(Entries for labeling bounding boxes)
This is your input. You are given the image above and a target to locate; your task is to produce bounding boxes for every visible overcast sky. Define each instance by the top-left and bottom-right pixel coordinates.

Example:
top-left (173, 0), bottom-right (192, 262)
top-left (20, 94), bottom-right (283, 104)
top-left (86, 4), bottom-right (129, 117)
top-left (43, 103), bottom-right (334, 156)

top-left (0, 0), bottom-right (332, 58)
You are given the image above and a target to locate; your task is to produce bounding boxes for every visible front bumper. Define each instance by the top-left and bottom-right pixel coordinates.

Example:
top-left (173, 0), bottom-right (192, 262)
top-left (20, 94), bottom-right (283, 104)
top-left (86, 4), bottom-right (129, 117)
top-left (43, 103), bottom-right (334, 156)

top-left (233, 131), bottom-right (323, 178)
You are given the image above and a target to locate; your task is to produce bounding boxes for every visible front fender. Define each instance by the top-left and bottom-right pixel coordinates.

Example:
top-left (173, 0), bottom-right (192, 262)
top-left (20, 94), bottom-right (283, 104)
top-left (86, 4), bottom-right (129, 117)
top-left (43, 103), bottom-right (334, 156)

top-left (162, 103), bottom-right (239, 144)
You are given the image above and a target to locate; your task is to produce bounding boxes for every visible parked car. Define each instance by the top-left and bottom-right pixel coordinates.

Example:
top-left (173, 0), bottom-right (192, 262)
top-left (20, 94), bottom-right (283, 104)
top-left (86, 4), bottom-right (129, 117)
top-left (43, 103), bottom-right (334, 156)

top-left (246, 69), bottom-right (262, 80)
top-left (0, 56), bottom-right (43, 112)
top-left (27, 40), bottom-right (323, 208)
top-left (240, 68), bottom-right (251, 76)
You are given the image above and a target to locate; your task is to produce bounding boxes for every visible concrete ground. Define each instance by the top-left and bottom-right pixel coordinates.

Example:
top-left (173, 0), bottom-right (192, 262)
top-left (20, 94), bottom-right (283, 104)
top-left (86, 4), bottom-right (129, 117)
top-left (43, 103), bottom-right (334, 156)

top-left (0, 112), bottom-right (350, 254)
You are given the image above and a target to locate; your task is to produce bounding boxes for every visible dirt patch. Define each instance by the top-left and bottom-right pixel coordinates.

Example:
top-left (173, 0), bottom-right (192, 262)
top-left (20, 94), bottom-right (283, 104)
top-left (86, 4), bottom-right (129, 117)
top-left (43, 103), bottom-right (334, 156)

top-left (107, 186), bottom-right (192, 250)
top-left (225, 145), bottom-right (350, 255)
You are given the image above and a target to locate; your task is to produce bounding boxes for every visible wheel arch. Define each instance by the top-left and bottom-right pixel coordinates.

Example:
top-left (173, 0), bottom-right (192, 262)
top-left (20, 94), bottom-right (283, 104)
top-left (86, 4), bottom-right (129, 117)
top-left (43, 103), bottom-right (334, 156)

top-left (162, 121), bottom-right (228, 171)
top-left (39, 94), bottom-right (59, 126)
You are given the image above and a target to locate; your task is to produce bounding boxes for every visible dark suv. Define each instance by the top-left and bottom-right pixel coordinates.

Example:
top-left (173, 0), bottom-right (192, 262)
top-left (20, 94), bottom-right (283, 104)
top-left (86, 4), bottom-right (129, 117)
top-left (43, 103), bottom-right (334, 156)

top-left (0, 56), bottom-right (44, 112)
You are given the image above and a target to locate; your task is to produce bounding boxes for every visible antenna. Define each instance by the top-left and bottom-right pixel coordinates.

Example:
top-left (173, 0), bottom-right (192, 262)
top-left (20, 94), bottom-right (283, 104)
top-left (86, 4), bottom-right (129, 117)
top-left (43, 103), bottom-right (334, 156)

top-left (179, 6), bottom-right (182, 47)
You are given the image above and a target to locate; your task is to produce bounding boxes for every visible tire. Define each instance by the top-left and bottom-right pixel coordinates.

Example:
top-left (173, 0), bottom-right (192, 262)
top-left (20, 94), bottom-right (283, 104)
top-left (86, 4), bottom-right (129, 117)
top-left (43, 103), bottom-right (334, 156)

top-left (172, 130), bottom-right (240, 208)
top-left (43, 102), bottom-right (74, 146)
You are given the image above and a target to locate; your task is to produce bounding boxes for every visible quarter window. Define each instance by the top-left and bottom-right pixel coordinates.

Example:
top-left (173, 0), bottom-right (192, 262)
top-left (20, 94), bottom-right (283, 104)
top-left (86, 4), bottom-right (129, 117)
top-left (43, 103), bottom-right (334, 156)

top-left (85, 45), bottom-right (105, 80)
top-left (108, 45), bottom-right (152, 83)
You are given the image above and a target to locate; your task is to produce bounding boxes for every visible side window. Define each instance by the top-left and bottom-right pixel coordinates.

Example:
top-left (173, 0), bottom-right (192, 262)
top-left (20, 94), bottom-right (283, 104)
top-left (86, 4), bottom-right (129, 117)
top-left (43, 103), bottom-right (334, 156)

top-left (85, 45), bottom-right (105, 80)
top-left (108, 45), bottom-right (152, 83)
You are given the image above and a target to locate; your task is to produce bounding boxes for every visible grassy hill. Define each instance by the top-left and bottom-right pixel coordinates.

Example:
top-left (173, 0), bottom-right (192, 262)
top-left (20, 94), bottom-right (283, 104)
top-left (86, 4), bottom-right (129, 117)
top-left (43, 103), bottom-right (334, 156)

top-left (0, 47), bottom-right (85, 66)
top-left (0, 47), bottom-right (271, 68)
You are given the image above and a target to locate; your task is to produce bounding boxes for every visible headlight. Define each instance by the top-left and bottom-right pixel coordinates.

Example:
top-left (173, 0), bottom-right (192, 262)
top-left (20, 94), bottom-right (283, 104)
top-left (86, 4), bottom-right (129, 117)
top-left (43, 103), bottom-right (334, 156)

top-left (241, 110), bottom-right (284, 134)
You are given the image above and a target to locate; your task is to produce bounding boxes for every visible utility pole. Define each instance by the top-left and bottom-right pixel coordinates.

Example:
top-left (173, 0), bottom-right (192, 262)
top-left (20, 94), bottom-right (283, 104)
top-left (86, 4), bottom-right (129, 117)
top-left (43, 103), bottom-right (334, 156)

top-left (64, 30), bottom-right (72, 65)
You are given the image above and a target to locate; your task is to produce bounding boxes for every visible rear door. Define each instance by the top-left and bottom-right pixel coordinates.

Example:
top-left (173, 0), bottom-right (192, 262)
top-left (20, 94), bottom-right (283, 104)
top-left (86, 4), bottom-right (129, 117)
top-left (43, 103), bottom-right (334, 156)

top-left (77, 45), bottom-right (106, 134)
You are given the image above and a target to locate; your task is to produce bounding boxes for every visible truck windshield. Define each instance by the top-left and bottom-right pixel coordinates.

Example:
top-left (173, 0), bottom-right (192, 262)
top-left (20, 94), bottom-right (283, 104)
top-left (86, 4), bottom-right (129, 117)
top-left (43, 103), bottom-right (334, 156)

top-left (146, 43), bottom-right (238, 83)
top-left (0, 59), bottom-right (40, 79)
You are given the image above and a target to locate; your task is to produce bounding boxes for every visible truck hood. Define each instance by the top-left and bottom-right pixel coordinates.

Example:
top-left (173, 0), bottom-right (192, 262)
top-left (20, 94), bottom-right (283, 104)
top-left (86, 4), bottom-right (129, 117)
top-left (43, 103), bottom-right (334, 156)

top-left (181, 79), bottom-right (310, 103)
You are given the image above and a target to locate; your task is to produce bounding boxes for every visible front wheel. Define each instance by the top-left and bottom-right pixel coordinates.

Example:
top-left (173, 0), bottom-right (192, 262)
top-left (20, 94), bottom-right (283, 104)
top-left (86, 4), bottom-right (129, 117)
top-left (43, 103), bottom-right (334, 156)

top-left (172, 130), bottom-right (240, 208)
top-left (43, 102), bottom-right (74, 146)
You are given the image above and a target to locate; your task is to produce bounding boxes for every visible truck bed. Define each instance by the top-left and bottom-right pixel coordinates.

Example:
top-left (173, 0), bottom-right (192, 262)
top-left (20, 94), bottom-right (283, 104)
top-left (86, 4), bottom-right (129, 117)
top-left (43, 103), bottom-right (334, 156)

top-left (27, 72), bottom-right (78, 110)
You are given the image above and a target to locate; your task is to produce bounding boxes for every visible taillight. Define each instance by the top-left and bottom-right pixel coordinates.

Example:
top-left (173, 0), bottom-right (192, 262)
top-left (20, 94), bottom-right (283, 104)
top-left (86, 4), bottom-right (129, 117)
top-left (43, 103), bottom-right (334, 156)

* **Directive**:
Please repeat the lines starting with the line that contains "visible front fender." and going on through the line that contains "top-left (162, 103), bottom-right (239, 144)", multiplying each coordinate in the answers by 1.35 and rounding to whole numbers with halves rounded up. Leave the requests and their sample coordinates unchanged, and give only these lines.

* **The completed task**:
You are given the image above and a target to locate; your task is to produce bounding boxes for every visible front fender. Define each instance by the top-left and bottom-right pixel coordinates.

Example:
top-left (173, 0), bottom-right (192, 262)
top-left (20, 94), bottom-right (283, 104)
top-left (86, 4), bottom-right (129, 117)
top-left (43, 103), bottom-right (334, 156)

top-left (219, 139), bottom-right (323, 194)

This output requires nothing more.